_Task to carry out_. Could you repeat the listing exactly, leaving out the pictures?
+-------+
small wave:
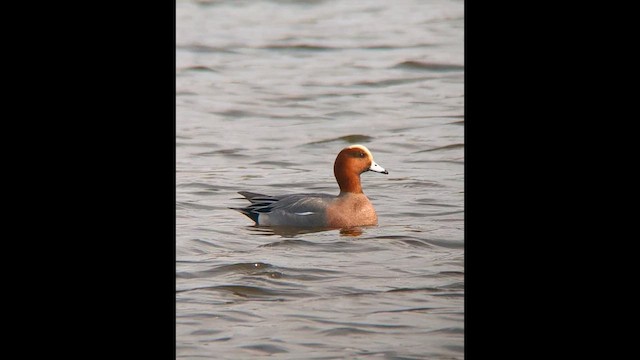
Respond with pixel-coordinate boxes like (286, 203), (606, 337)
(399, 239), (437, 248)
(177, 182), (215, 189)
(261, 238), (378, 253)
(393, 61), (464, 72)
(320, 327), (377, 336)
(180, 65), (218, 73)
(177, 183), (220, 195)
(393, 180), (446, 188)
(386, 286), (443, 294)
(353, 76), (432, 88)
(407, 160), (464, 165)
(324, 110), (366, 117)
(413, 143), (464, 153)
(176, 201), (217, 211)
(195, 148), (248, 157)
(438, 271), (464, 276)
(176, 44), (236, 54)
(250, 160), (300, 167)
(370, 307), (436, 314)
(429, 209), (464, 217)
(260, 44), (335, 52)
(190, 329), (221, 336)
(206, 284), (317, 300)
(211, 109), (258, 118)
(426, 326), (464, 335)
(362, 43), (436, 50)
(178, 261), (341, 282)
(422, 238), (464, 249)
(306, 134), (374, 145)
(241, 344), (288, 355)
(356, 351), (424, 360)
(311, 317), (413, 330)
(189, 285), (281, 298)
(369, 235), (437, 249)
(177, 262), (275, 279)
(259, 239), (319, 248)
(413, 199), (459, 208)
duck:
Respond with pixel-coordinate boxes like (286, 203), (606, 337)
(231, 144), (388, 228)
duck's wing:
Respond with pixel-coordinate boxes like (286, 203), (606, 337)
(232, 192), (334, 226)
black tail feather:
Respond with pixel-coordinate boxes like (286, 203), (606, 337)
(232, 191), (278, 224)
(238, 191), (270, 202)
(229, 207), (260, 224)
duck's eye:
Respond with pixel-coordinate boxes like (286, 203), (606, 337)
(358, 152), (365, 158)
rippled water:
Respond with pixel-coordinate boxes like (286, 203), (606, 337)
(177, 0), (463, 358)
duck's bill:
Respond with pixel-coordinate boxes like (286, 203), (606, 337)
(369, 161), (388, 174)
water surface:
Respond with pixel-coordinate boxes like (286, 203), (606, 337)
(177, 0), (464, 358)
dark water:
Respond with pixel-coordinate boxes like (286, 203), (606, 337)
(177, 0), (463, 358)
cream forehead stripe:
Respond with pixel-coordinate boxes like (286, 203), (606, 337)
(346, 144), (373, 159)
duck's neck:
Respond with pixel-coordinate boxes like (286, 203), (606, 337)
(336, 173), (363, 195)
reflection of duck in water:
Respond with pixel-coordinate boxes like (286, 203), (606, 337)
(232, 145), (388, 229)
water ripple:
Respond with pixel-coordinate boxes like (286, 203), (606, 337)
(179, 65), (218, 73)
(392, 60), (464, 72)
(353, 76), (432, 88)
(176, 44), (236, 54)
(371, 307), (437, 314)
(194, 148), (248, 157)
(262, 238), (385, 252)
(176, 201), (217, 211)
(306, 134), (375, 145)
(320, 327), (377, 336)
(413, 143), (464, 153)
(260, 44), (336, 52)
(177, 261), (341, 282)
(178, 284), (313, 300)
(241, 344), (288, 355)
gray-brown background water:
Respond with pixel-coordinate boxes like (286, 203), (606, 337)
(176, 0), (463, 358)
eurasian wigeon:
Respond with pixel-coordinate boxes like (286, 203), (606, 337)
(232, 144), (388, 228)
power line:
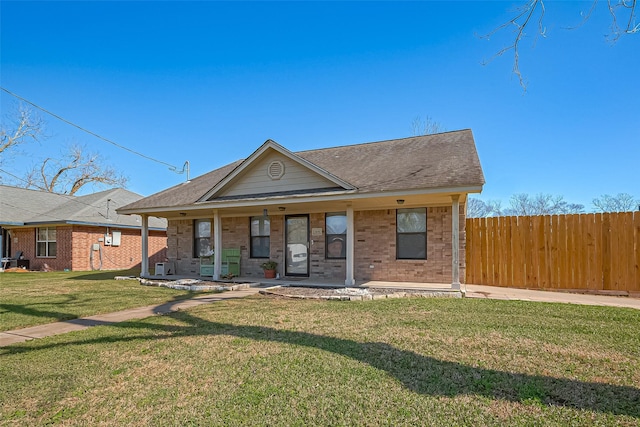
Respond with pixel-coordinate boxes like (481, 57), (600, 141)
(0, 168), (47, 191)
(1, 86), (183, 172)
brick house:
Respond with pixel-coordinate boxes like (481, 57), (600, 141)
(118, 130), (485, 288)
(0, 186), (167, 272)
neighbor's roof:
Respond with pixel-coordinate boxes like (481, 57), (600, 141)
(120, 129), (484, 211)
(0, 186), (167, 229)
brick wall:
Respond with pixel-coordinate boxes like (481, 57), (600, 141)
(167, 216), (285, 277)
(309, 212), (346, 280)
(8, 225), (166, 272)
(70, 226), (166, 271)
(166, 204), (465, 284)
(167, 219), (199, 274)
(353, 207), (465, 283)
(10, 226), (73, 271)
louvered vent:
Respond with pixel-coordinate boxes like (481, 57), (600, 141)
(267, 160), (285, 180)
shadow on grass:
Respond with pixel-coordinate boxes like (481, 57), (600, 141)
+-------+
_Result_.
small wave:
Respond with pixel-coordinate boxes like (286, 203), (606, 337)
(399, 239), (437, 248)
(177, 182), (215, 189)
(261, 238), (378, 253)
(393, 61), (464, 72)
(320, 327), (377, 336)
(180, 65), (218, 73)
(177, 183), (220, 195)
(393, 180), (446, 188)
(386, 286), (443, 294)
(353, 76), (432, 88)
(407, 160), (464, 165)
(324, 110), (366, 117)
(413, 143), (464, 153)
(176, 201), (217, 211)
(195, 148), (248, 157)
(438, 271), (464, 276)
(176, 44), (236, 54)
(250, 160), (300, 167)
(370, 307), (436, 314)
(429, 209), (464, 217)
(260, 44), (335, 52)
(190, 329), (221, 336)
(206, 284), (317, 300)
(211, 109), (258, 118)
(426, 326), (464, 335)
(362, 43), (436, 50)
(178, 261), (341, 282)
(422, 238), (464, 249)
(306, 134), (374, 145)
(241, 344), (288, 355)
(356, 351), (424, 360)
(311, 317), (413, 330)
(189, 285), (281, 298)
(369, 235), (437, 249)
(177, 262), (275, 279)
(259, 239), (319, 248)
(413, 199), (459, 208)
duck:
Respond with pixel-coordinate boxes like (286, 203), (606, 337)
(231, 144), (388, 228)
duck's wing:
Respond with pixel-coordinate boxes like (286, 203), (606, 337)
(232, 192), (334, 226)
black tail feather:
Respond with pixel-coordinate boxes like (286, 203), (606, 337)
(232, 191), (278, 224)
(238, 191), (270, 202)
(229, 207), (260, 224)
duck's eye:
Respond with pixel-coordinate boxes like (286, 203), (606, 337)
(358, 152), (365, 158)
rippled water:
Respond with pixel-coordinate boxes like (286, 203), (606, 337)
(177, 0), (463, 358)
duck's bill:
Respond with pixel-coordinate boxes like (286, 203), (606, 337)
(369, 161), (388, 174)
water surface:
Respond with pixel-coordinate boxes like (286, 203), (606, 337)
(177, 0), (464, 358)
dark water:
Respond with pixel-coordinate boxes like (286, 203), (606, 337)
(177, 0), (463, 358)
cream forehead stripe:
Respond with pixel-coordinate boxes like (286, 203), (606, 337)
(346, 144), (373, 159)
duck's neck:
Respond with pixel-coordinate boxes like (286, 203), (606, 337)
(336, 173), (363, 195)
reflection of duck in water:
Respond with pixel-coordinate boxes like (286, 203), (606, 337)
(232, 145), (388, 229)
water ripple:
Respond with pixel-coordinate boxes like (286, 203), (606, 337)
(179, 65), (218, 73)
(392, 60), (464, 72)
(353, 76), (432, 88)
(176, 44), (236, 54)
(371, 307), (437, 314)
(194, 148), (248, 157)
(262, 238), (385, 252)
(176, 201), (217, 211)
(306, 134), (375, 145)
(320, 327), (377, 336)
(413, 143), (464, 153)
(260, 44), (336, 52)
(177, 261), (341, 282)
(178, 284), (313, 300)
(241, 344), (288, 355)
gray-brown background water:
Respond with pixel-coordinate boxes like (286, 203), (606, 337)
(176, 0), (463, 358)
eurasian wigeon:
Respond with pixel-coordinate boxes like (286, 203), (606, 337)
(232, 144), (388, 228)
power line:
Respond with pixel-coordinate boxes like (481, 57), (600, 141)
(0, 168), (47, 191)
(1, 86), (183, 172)
brick house:
Respond with pixel-coordinate boxes like (481, 57), (600, 141)
(118, 130), (485, 288)
(0, 186), (167, 272)
neighbor's roof:
Respond with pixel-coordinate boxes like (481, 57), (600, 141)
(120, 129), (484, 211)
(0, 186), (167, 229)
brick wall:
Respond with pixel-coordinate boxes like (481, 57), (600, 141)
(167, 216), (285, 277)
(309, 212), (346, 280)
(8, 225), (166, 272)
(70, 226), (166, 271)
(166, 204), (465, 284)
(167, 219), (199, 274)
(353, 207), (465, 283)
(10, 226), (73, 271)
louvered vent:
Respond with pixel-coordinate boxes like (481, 57), (600, 141)
(267, 160), (285, 180)
shadow on grass:
Respond with pixel-coordinate boxes like (481, 57), (600, 141)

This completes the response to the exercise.